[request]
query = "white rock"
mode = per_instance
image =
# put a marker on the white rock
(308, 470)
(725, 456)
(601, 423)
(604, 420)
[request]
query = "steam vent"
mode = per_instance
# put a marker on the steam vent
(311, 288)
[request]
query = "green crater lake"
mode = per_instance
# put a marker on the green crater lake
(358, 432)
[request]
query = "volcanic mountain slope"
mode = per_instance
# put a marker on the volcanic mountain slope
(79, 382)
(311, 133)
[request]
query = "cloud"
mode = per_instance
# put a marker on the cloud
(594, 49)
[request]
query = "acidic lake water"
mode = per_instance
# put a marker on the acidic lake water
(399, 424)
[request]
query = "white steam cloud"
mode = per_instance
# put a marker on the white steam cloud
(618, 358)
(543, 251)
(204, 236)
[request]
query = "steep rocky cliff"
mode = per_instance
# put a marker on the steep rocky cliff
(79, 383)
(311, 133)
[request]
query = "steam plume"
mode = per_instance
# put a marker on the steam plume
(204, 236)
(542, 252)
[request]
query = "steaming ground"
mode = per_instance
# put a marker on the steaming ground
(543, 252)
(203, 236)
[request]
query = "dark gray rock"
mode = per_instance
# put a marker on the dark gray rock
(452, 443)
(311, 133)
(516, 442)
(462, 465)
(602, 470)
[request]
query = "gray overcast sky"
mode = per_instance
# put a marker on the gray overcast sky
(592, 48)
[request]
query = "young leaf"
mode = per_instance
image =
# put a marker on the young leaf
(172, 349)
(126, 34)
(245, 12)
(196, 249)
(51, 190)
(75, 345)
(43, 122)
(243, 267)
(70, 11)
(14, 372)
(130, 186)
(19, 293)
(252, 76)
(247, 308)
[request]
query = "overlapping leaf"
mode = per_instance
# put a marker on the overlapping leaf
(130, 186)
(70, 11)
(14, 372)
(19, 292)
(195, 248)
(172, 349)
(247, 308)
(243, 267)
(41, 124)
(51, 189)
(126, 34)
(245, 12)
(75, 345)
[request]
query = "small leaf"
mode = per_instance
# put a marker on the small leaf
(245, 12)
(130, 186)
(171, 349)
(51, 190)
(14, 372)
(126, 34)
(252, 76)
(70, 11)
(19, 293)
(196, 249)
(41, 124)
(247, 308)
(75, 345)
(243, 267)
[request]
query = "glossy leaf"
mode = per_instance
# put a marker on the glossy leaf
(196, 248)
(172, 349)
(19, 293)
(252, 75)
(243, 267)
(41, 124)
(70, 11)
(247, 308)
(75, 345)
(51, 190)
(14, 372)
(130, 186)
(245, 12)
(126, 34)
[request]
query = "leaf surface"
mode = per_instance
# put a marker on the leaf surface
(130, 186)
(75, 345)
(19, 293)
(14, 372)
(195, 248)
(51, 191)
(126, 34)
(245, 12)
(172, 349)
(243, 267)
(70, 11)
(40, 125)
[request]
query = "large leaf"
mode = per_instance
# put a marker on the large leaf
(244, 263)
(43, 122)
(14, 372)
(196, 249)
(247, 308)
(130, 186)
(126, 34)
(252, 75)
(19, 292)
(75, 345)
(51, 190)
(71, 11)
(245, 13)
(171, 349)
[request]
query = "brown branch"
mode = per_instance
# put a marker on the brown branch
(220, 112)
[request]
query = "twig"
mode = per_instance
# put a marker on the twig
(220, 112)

• Directive
Return all of the entries exactly as they were supplied.

• Answer to the exercise
[request]
query = "white rock"
mode = per_instance
image =
# put a marker on the white rock
(308, 470)
(725, 456)
(601, 423)
(604, 420)
[request]
query = "steam vent"
mode = per_instance
# put a marker on the steam vent
(311, 288)
[request]
query = "green crater lake"
mode = per_instance
# put a marker on the green crater lake
(358, 432)
[request]
query = "volcanic mountain slope"
mode = per_instance
# put a marker on the volcanic mountain slope
(79, 382)
(311, 133)
[request]
query = "cloud"
mode = per_instance
# put a marker on the cloud
(594, 49)
[request]
query = "acidic lake water"
mode = per_instance
# put a marker on the acidic lake water
(399, 424)
[request]
query = "white steam cloud"
mode = per_instance
# put a marker on the white steam cloud
(618, 358)
(543, 251)
(204, 236)
[request]
query = "steep rocky cliff"
mode = per_instance
# put a marker on the steep rocky cliff
(79, 383)
(311, 133)
[request]
query = "steam plume"
mode = per_instance
# put a marker on the steam plume
(204, 236)
(542, 252)
[request]
query = "steaming ground"
mode = per_instance
# put a marker on the steaming ground
(543, 252)
(203, 236)
[request]
query = "dark gray rock"
mode = per_instance
# put a marker on the dark gray rock
(452, 443)
(311, 133)
(516, 442)
(462, 465)
(602, 470)
[request]
query = "gray overcast sky"
mode = per_instance
# put a marker on the gray overcast sky
(592, 48)
[request]
query = "young leaf"
mode = per_instance
image =
# put a marker on the young leaf
(172, 349)
(126, 34)
(245, 12)
(196, 249)
(51, 190)
(75, 345)
(43, 122)
(243, 267)
(70, 11)
(14, 372)
(130, 186)
(19, 293)
(252, 76)
(247, 308)
[request]
query = "overlapping leaf"
mode = per_instance
# put a marker on the overlapping leaf
(130, 186)
(70, 11)
(14, 372)
(19, 292)
(195, 248)
(172, 349)
(247, 308)
(243, 267)
(41, 124)
(51, 189)
(126, 34)
(245, 12)
(75, 345)
[request]
query = "small leaf"
mode = per_instance
# put a marker on the small leaf
(245, 12)
(130, 186)
(171, 349)
(51, 190)
(14, 372)
(126, 34)
(252, 76)
(70, 11)
(19, 293)
(196, 249)
(41, 124)
(247, 308)
(75, 345)
(243, 267)
[request]
query = "glossy leaf"
mode = per_instance
# put a marker on the glossy leaf
(196, 248)
(172, 349)
(19, 293)
(252, 75)
(243, 267)
(41, 124)
(70, 11)
(247, 308)
(75, 345)
(51, 190)
(14, 372)
(130, 186)
(245, 12)
(126, 34)
[request]
query = "leaf surface"
mode = per_instance
# put a marker on the leaf surface
(130, 186)
(75, 345)
(19, 293)
(14, 372)
(195, 248)
(51, 191)
(126, 34)
(245, 12)
(172, 349)
(243, 267)
(70, 11)
(40, 125)
[request]
query = "large leaf"
mode = per_instance
# put a marker on the large leaf
(244, 263)
(43, 122)
(14, 372)
(196, 249)
(247, 308)
(130, 186)
(126, 34)
(252, 75)
(19, 292)
(75, 345)
(51, 190)
(71, 11)
(245, 13)
(171, 349)
[request]
query = "brown branch"
mode = per_instance
# put a marker on the brown branch
(220, 112)
[request]
query = "twig"
mode = per_instance
# put a marker on the twig
(220, 112)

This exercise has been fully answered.